Things to do -
- a) In the news report on US refueling support in Yemen, which hospital did Yemeni forces take from Houthi rebels in Hodeida?
- b) Print the stretch of the news report on US refueling support in Yemen from "Meanwhile, Yemeni forces" through "to military sources.".
- c) Carry on the news report about US refueling support in Yemen from the point where it stops.

RIYADH – The United States said on Saturday it would stop providing refueling assistance to the Arab coalition’s aircraft fighting against Houthi rebels in Yemen after receiving a request to do so by the Saudi-led alliance.
The Saudi official news agency SPA reported that the Kingdom of Saudi Arabia and the coalition have enhanced their capacity to independently conduct in-flight refueling and, therefore, have asked Washington to stop its refueling support for the operations carried out in Yemen.
“We support the decision by the Kingdom of Saudi Arabia, after consultations with the US government, to use the coalition’s own military capabilities to conduct in-flight refueling in support of its operations in Yemen,” US Defense Secretary James Mattis said in a statement.
Meanwhile, Yemeni forces have taken control of the May 22 hospital – the second-largest clinic in the east of the Yemeni port city of Hodeida – from Houthi rebels after heavy fighting, according to military sources.
This decision to cease refueling operations puts an end to one of the decisive aspects of the US’ support for the Arab coalition in a conflict that has created the world’s largest humanitarian crisis, with 1.8 million children suffering acute malnutrition, including 400,000 who are in imminent danger of starving to death.

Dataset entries
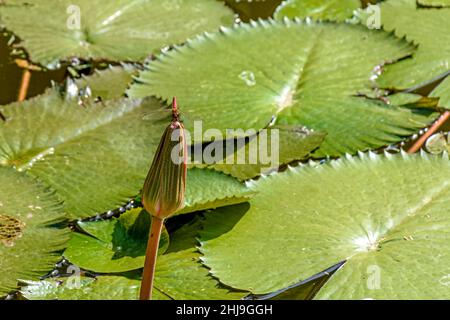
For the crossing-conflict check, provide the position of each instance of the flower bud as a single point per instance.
(165, 186)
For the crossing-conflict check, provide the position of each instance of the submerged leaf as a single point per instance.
(315, 73)
(179, 273)
(121, 30)
(267, 151)
(386, 215)
(115, 245)
(431, 60)
(85, 288)
(29, 241)
(304, 290)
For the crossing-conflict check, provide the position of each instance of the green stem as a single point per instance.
(150, 259)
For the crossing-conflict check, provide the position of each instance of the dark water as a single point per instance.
(11, 74)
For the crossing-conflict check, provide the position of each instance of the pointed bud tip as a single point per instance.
(175, 113)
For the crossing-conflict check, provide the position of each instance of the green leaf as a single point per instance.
(253, 9)
(107, 84)
(442, 91)
(85, 288)
(121, 30)
(434, 3)
(291, 143)
(206, 189)
(115, 245)
(431, 59)
(96, 156)
(438, 143)
(304, 290)
(386, 215)
(28, 241)
(334, 10)
(179, 273)
(315, 72)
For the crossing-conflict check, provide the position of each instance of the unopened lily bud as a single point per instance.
(165, 186)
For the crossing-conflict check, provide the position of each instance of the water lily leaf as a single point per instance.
(86, 288)
(304, 290)
(289, 144)
(179, 272)
(442, 91)
(438, 143)
(315, 72)
(414, 100)
(434, 3)
(121, 30)
(28, 242)
(386, 215)
(115, 245)
(97, 156)
(107, 84)
(334, 10)
(431, 59)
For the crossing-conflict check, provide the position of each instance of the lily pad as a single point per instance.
(96, 156)
(315, 72)
(86, 288)
(179, 272)
(115, 245)
(432, 58)
(386, 215)
(285, 143)
(121, 30)
(304, 290)
(29, 243)
(334, 10)
(434, 3)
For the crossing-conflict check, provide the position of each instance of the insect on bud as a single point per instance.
(165, 186)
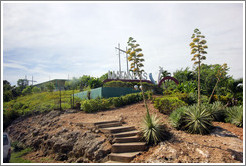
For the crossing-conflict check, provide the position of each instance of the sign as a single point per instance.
(126, 75)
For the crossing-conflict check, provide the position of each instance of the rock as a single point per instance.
(61, 157)
(203, 153)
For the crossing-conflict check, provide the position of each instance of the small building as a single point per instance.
(59, 84)
(106, 92)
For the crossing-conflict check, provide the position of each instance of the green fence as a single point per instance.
(105, 92)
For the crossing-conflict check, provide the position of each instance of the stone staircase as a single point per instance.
(126, 144)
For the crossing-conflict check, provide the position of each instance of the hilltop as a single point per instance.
(48, 131)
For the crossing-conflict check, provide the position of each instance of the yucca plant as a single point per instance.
(152, 129)
(198, 121)
(177, 117)
(235, 115)
(217, 110)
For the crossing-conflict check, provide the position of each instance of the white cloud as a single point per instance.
(79, 38)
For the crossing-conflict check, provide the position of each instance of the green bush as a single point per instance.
(197, 121)
(235, 115)
(192, 120)
(177, 117)
(152, 130)
(37, 102)
(217, 110)
(146, 86)
(167, 104)
(118, 101)
(94, 105)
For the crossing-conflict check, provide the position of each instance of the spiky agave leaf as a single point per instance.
(198, 120)
(152, 130)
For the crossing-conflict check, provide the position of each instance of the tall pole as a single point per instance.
(119, 58)
(127, 69)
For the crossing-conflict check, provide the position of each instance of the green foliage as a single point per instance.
(235, 115)
(197, 121)
(146, 86)
(177, 117)
(198, 50)
(192, 119)
(168, 104)
(94, 105)
(135, 56)
(27, 90)
(50, 86)
(152, 129)
(36, 90)
(29, 104)
(217, 110)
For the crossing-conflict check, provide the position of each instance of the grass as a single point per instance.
(16, 157)
(37, 102)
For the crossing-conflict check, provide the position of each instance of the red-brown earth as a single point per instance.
(223, 145)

Answers -
- a) The May 22 hospital.

- b)
Meanwhile, Yemeni forces have taken control of the May 22 hospital – the second-largest clinic in the east of the Yemeni port city of Hodeida – from Houthi rebels after heavy fighting, according to military sources.

- c)
Mattis stressed that all players were focused on backing a resolution to the conflict, with the efforts being led by the United Nations’ special envoy to the region, Martin Griffiths.
“The US and the coalition are planning to collaborate on building up legitimate Yemeni forces to defend the Yemeni people, secure their country’s borders, and contribute to counter al-Qaeda and ISIS efforts in Yemen and the region,” the American defense secretary said.
Mattis added that his country would continue working with the coalition and Yemen to minimize civilian casualties and expand urgent humanitarian efforts throughout the Arab nation.
The coalition’s request comes as human rights organizations have called for the cessation of aid to Saudi Arabia that contributes to the war in Yemen, a conflict in which the Arab coalition has intervened since March 2015.
This step comes after Riyadh has been in the spotlight over the killing of Saudi journalist Jamal Khashoggi, whose body was still missing after he disappeared following his entry into the Saudi consulate in Istanbul on Oct. 2.
Khashoggi’s death has sparked a wave of international outrage to the extent that some world leaders, such as German Chancellor Angela Merkel, have suspended the sale of arms to Saudi Arabia until the case is clarified.